- **Given task**:
Write out each of the following entries word for word, including every coordinate pair, and omit the pictures from your answer.

- **Records to process**:
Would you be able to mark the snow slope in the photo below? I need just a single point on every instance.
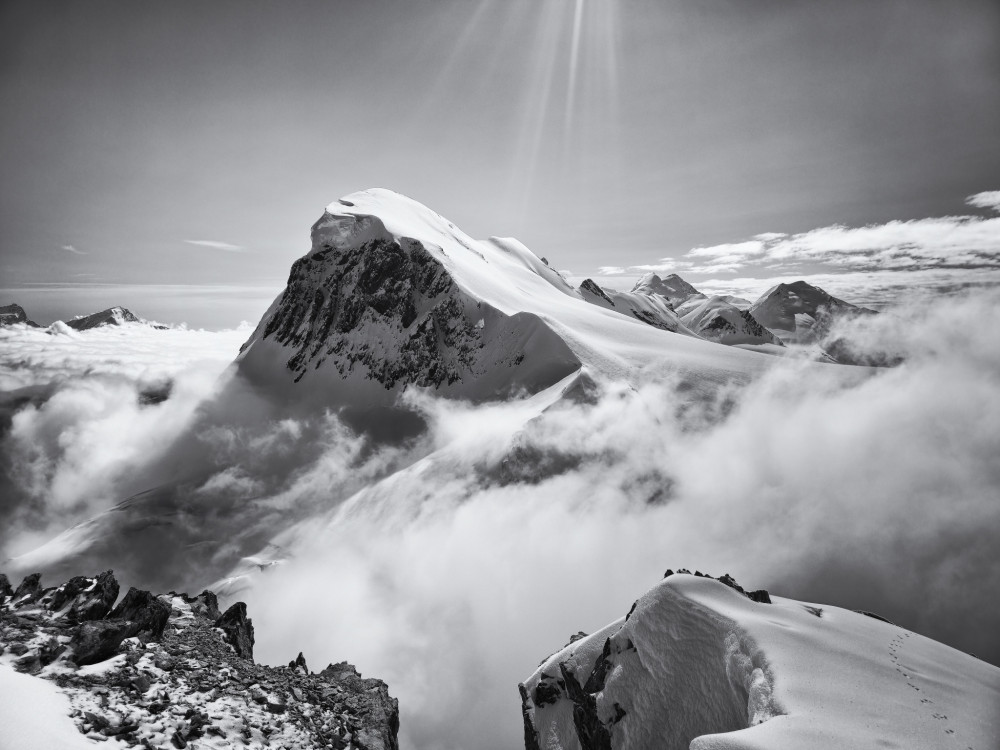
(800, 312)
(393, 294)
(673, 287)
(652, 309)
(698, 664)
(717, 319)
(113, 316)
(34, 715)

- **Solution to this problem**:
Would you be able to mark the snow slope in the photo below? I need just a single point on every instance.
(800, 312)
(393, 294)
(673, 287)
(652, 309)
(698, 664)
(717, 319)
(113, 316)
(34, 715)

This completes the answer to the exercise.